--- START ---

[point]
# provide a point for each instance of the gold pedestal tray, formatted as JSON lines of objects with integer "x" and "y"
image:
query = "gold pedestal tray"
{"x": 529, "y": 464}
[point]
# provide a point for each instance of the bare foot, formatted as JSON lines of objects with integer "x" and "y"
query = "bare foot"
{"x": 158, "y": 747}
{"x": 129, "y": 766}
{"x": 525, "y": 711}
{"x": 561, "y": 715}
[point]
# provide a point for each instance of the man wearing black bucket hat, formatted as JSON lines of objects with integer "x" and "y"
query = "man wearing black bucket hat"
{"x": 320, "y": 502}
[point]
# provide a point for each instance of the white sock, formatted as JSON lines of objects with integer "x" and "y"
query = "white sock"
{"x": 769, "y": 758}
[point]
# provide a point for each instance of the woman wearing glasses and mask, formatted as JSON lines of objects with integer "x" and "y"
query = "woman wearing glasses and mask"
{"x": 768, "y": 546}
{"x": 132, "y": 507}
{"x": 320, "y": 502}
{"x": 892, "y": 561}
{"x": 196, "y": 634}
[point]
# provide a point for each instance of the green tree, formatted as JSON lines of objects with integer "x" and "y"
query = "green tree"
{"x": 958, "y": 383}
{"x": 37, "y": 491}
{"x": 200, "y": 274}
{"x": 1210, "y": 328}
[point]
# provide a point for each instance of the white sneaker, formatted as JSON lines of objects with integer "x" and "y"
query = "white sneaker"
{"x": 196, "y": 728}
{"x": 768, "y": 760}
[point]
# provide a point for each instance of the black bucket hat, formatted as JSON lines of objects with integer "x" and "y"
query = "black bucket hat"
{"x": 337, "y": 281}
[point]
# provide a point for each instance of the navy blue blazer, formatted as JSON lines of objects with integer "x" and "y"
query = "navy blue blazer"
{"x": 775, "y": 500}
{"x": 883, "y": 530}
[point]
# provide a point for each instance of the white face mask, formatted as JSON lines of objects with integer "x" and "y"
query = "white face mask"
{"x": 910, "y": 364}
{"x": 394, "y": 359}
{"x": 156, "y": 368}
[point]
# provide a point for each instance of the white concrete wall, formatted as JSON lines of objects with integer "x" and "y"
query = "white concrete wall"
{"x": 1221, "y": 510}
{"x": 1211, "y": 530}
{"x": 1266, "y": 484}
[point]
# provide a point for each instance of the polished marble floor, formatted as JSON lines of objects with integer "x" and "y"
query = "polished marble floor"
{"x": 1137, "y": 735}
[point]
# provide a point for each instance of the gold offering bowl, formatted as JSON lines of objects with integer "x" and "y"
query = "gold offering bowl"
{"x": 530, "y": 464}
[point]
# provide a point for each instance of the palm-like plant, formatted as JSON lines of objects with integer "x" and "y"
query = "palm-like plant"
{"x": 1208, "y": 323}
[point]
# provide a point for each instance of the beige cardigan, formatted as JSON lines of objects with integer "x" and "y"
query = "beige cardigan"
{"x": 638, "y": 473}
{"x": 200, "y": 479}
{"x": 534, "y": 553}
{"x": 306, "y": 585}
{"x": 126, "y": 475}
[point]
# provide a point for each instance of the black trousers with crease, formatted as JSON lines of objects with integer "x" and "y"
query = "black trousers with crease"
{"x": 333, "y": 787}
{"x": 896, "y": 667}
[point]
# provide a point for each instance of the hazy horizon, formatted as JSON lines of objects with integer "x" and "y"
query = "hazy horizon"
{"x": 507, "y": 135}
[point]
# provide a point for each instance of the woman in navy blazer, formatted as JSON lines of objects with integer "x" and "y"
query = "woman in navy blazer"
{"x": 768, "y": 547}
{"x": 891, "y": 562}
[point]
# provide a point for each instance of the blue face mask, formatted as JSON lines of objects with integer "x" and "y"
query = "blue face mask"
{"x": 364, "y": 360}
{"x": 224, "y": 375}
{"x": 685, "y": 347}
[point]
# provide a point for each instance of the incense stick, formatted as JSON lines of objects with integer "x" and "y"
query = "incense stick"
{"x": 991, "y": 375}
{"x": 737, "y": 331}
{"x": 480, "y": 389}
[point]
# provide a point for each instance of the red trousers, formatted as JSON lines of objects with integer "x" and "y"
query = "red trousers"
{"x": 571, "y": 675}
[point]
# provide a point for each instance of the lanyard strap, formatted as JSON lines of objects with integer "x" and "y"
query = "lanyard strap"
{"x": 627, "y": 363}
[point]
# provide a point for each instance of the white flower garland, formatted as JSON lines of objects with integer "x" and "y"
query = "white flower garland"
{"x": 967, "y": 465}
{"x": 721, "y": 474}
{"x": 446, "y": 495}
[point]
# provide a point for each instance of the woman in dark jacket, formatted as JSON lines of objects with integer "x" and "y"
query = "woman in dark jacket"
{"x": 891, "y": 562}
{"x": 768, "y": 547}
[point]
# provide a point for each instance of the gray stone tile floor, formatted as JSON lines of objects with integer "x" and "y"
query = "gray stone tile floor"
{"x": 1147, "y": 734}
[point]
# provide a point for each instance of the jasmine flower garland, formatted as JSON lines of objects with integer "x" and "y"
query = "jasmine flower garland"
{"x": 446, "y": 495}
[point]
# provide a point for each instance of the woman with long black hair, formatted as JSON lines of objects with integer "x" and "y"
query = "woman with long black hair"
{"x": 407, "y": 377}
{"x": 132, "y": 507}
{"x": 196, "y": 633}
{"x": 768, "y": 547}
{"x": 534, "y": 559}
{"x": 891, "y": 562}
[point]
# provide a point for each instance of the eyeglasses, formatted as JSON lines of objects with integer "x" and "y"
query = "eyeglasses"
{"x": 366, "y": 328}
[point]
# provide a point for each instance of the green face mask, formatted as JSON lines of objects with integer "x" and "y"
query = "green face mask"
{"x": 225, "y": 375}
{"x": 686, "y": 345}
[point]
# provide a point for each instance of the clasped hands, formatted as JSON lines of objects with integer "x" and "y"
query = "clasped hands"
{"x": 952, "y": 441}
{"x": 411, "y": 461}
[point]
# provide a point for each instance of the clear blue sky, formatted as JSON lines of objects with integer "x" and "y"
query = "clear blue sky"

--- END ---

Write out the data a second time, exactly the same.

[point]
# provide a point for each instance of the gold pedestal tray, formatted as JSON lines of objects with integer "x" and "y"
image:
query = "gold pedestal tray"
{"x": 529, "y": 464}
[point]
# provide a point for each instance of the bare foot, formatted as JSON lines of objects with integer "x" and "y"
query = "bare foot"
{"x": 158, "y": 747}
{"x": 129, "y": 766}
{"x": 525, "y": 711}
{"x": 561, "y": 715}
[point]
# provide a point for each instance of the man wearing black bucket hat, formatted as JSON lines of objects with integer "x" and "y"
query = "man wearing black bucket hat"
{"x": 320, "y": 502}
[point]
# provide a point for each instance of the white sock, formatted as JSON lines of objects with integer "x" and "y"
query = "white sock"
{"x": 769, "y": 758}
[point]
# provide a point for each instance of the woman wearing glasses and mask, formatted as JSON lines of objects with integer "x" and "y"
query = "woman wearing glasses and mask"
{"x": 768, "y": 546}
{"x": 132, "y": 507}
{"x": 320, "y": 502}
{"x": 892, "y": 561}
{"x": 196, "y": 634}
[point]
# provide a point for each instance of the green tree, formatted as JSON lines of objects with integer "x" and "y"
query = "green tree"
{"x": 958, "y": 383}
{"x": 37, "y": 491}
{"x": 200, "y": 274}
{"x": 1210, "y": 328}
[point]
# provide a point for each instance of the white sneaker, formatted as JSON lines of objects with integer "x" and "y"
query = "white sneaker"
{"x": 196, "y": 728}
{"x": 768, "y": 760}
[point]
# provide a point for each instance of the black bucket hat, formatted as JSON lines of objects with integer "x" and "y"
query = "black bucket hat"
{"x": 337, "y": 281}
[point]
# provide a point for each instance of the navy blue blazer, formatted as JSON lines of objects with integer "x" and "y"
query = "navy blue blazer"
{"x": 775, "y": 500}
{"x": 883, "y": 530}
[point]
# provide a point for each instance of the white face mask, formatted as JSON lines of objects with integer "x" and "y"
query = "white face mask"
{"x": 910, "y": 364}
{"x": 394, "y": 359}
{"x": 156, "y": 368}
[point]
# provide a point for each instance of the white concrete wall, formatted as JSON lines of objects with integer "x" and "y"
query = "white concrete wall"
{"x": 1221, "y": 510}
{"x": 1211, "y": 530}
{"x": 1266, "y": 484}
[point]
# provide a point for each instance of the polished marble floor, formatted as JSON lines of objects with integer "x" and "y"
query = "polished marble floor"
{"x": 1137, "y": 735}
[point]
# provide a point for each instance of the gold offering bowl, formatted as JSON lines of objects with integer "x" and "y"
query = "gold offering bowl"
{"x": 530, "y": 464}
[point]
# provide a point for each instance of the palm-like plant, formatted as JSON lines of objects with integer "x" and "y"
query = "palm-like plant"
{"x": 1208, "y": 323}
[point]
# provide a point for each instance of the beige cardigan, formatted as JSON lines of objects with integer "x" and "y"
query = "beige cardigan"
{"x": 638, "y": 473}
{"x": 200, "y": 479}
{"x": 534, "y": 553}
{"x": 306, "y": 585}
{"x": 126, "y": 475}
[point]
# provide a point for each instance of the black trousers with crease, formatted as JSON lines of objects with integer "x" and "y"
query = "black trousers with crease"
{"x": 333, "y": 787}
{"x": 896, "y": 667}
[point]
# provide a point for each instance of the hazy horizon, formatted as JSON lines of objects with integer "x" and "y"
query = "hazy horizon"
{"x": 507, "y": 135}
[point]
# provide a point for each instance of the woman in navy blazer, formatted as JSON lines of objects with integer "x" and "y"
query = "woman in navy blazer"
{"x": 768, "y": 547}
{"x": 891, "y": 562}
[point]
# provide a point for each instance of the blue face mask, formatted as JSON lines of objects with integer "x" and "y"
query = "blue face mask"
{"x": 364, "y": 360}
{"x": 224, "y": 375}
{"x": 685, "y": 347}
[point]
# provide a point for each instance of the incense stick, formatted as JSON lines of objects with integer "x" and "y"
query = "incense stick"
{"x": 991, "y": 375}
{"x": 737, "y": 331}
{"x": 480, "y": 389}
[point]
# provide a point for each instance of the red trousers, formatted as JSON lines of objects with integer "x" and "y"
query = "red trousers"
{"x": 571, "y": 675}
[point]
# provide a point for each instance of the lanyard strap, formatted as JSON lines of objects with integer "x" and "y"
query = "lanyard strap"
{"x": 627, "y": 363}
[point]
# provide a point for each instance of the white flower garland, formatted as JSON lines of objects with integer "x" and "y"
query = "white flower garland"
{"x": 967, "y": 465}
{"x": 721, "y": 474}
{"x": 446, "y": 495}
[point]
# provide a point for each instance of the woman in dark jacket, formatted as JSON lines of objects with integer "x" and "y"
query = "woman in dark jacket"
{"x": 891, "y": 562}
{"x": 768, "y": 547}
[point]
# provide a point for each instance of the gray stone tile floor, formatted as JSON lines of objects with integer "x" and "y"
query = "gray stone tile floor"
{"x": 1147, "y": 734}
[point]
# provide a point for each instance of the jasmine flower garland, formatted as JSON lines of objects with integer "x" and "y"
query = "jasmine flower garland"
{"x": 446, "y": 495}
[point]
# provide a point for each instance of the woman with long black hair, formatted as JSON lines of objects with integer "x" and "y"
query = "woman with long black hair"
{"x": 407, "y": 377}
{"x": 132, "y": 507}
{"x": 196, "y": 633}
{"x": 768, "y": 547}
{"x": 534, "y": 559}
{"x": 891, "y": 562}
[point]
# provide a point for each instance of the eyeglasses, formatted as JSON lines of objects with integer "x" and "y"
query = "eyeglasses"
{"x": 366, "y": 328}
[point]
# provide a point for each instance of the green face mask, formatted as JSON lines of objects with integer "x" and "y"
query = "green face mask"
{"x": 225, "y": 375}
{"x": 686, "y": 345}
[point]
# provide a point for each instance of the clasped hands, formatted as JSON lines of objects with integer "x" and "y"
query = "clasped hands"
{"x": 952, "y": 441}
{"x": 411, "y": 461}
[point]
# provide a point for each instance of the clear blue sky, formatted as JSON lines of objects with integer "x" and "y"
query = "clear blue sky"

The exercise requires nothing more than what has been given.